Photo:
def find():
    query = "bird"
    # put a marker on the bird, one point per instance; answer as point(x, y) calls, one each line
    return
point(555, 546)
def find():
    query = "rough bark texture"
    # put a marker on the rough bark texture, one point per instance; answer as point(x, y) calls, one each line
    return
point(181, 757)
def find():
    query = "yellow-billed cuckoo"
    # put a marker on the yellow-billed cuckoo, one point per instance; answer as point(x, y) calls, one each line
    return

==

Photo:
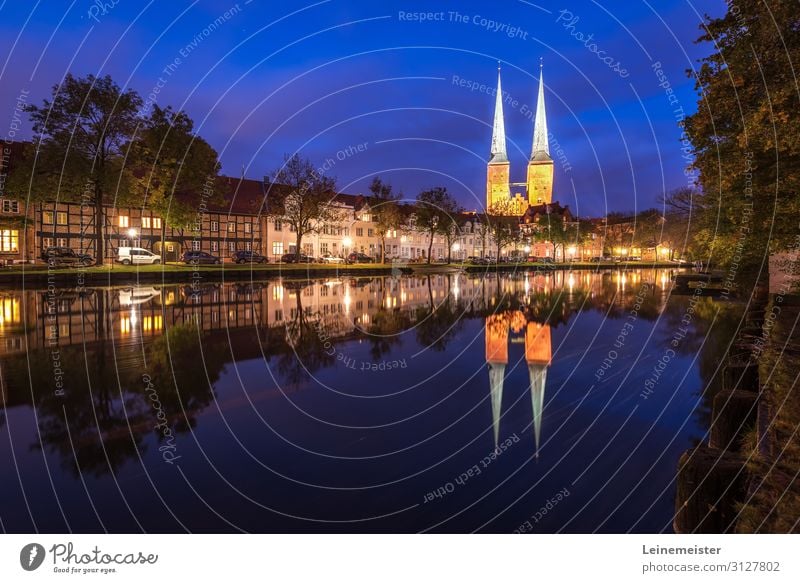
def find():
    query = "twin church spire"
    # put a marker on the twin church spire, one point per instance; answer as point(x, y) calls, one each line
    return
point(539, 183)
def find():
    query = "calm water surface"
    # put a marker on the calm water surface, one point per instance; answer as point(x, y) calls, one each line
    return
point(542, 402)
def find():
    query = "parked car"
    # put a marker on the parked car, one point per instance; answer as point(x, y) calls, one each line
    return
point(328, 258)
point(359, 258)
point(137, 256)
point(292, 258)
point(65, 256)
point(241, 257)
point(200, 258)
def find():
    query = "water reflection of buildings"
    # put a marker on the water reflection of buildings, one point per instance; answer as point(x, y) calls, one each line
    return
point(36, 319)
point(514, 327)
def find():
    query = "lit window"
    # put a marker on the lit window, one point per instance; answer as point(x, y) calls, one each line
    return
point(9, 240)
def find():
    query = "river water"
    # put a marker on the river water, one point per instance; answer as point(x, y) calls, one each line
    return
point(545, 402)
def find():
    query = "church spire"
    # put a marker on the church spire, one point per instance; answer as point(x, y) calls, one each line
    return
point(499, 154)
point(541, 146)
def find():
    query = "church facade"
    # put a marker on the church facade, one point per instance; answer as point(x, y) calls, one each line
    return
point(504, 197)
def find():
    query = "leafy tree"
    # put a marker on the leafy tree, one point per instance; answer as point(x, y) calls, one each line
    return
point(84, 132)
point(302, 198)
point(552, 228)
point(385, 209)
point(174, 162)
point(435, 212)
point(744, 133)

THE PROBLEM | Identify every line in the rows above that contains the string "tree", and copy each such line in full. Case counts when matching.

EXERCISE RESPONSE |
    query = "leafy tree"
    # put a marker on the leafy tree, one point per instance; answer as point(x, y) calls, one each line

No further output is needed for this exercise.